→ **OBJECTIVE**
Pull out each line of the material below that contains the string "sleeve", matching case exactly, and copy those lines unchanged.

→ **DATA FOR PROCESSING**
----------

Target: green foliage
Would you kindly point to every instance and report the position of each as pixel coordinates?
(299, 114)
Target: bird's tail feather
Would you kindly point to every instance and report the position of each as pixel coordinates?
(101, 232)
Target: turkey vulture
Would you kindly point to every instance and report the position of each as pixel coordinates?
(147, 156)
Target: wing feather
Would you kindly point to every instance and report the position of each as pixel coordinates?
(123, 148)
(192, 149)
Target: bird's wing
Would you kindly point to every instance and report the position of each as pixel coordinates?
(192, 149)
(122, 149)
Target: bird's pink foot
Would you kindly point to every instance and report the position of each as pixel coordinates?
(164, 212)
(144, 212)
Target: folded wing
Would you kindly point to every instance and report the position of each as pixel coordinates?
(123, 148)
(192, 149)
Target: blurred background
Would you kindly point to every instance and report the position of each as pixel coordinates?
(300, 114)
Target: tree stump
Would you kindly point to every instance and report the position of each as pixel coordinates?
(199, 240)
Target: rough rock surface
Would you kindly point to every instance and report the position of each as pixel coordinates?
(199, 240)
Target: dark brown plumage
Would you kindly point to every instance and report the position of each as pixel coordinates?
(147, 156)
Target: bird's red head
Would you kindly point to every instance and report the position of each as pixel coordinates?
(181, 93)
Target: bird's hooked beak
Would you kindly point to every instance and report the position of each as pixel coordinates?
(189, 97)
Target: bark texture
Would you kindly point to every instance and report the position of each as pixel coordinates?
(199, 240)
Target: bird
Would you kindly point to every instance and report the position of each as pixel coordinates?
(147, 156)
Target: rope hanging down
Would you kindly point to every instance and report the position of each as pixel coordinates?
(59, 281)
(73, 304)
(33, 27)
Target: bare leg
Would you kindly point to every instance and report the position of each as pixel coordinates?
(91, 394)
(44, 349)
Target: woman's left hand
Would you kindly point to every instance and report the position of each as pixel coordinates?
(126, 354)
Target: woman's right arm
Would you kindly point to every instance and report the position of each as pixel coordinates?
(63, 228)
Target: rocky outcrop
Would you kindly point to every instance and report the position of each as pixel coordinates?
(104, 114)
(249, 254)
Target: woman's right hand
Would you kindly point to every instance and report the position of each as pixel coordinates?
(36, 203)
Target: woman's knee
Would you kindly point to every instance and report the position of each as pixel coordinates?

----------

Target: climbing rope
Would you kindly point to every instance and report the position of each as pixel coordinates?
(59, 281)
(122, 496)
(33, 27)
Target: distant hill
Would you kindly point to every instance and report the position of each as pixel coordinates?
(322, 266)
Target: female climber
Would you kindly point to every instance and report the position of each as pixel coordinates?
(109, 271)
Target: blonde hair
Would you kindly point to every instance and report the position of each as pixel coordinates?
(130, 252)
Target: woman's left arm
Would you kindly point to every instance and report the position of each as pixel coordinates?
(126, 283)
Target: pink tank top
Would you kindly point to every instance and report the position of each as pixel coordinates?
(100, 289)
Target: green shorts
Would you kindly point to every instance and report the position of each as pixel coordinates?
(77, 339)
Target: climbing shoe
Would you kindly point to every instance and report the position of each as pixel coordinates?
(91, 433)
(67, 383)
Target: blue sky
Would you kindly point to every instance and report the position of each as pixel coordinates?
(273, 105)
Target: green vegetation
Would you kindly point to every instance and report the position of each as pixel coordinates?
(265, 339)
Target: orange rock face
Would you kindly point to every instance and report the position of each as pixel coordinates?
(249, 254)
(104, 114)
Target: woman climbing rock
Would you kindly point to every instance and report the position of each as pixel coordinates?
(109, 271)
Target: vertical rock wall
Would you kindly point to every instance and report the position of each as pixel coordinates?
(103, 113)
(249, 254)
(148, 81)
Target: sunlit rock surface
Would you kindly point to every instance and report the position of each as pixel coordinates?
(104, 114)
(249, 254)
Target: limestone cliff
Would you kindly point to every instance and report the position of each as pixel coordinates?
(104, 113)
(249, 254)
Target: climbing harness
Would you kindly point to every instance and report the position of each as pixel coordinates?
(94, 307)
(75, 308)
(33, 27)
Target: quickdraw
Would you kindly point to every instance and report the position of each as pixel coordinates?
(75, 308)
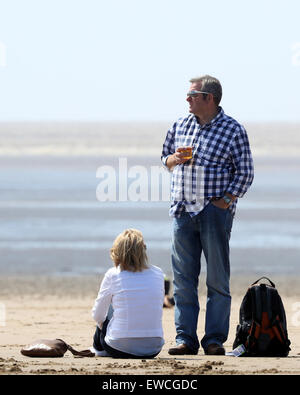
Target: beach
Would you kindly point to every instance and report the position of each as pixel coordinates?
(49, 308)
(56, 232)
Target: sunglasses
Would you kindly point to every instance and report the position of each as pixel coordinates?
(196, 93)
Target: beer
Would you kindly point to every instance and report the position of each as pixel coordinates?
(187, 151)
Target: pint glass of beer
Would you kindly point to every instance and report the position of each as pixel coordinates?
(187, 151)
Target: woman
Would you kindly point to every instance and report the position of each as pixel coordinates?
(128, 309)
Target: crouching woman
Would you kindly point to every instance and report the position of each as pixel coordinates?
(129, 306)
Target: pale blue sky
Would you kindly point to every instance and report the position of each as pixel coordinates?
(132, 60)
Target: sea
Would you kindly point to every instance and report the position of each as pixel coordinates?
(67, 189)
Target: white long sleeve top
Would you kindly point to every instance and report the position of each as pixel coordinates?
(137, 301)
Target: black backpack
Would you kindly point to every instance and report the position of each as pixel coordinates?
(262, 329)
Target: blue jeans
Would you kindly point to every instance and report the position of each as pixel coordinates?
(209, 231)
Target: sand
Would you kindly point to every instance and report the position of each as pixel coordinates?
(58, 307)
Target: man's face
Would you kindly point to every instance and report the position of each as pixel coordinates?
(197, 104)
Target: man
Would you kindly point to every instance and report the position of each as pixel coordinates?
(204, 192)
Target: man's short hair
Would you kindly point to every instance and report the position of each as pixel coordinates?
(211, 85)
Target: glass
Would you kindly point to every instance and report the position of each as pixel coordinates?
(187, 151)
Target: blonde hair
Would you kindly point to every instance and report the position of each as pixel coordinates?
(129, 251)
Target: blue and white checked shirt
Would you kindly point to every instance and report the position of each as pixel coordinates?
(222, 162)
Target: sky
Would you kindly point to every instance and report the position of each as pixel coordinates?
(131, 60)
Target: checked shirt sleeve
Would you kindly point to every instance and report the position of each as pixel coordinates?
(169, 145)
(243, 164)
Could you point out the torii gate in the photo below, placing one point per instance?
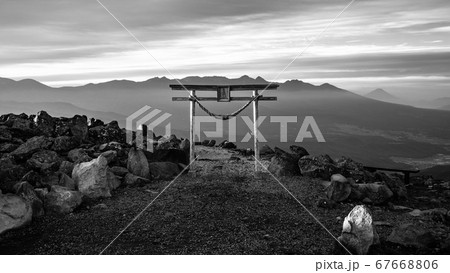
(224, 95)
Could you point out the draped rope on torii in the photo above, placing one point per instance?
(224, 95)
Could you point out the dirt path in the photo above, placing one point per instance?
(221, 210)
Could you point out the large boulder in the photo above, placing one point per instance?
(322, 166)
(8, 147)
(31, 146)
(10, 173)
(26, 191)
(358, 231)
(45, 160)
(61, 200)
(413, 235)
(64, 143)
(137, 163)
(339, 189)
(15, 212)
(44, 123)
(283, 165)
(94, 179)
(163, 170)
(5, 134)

----------

→ **THE SOLUTION**
Target: white long sleeve top
Target: checked shirt sleeve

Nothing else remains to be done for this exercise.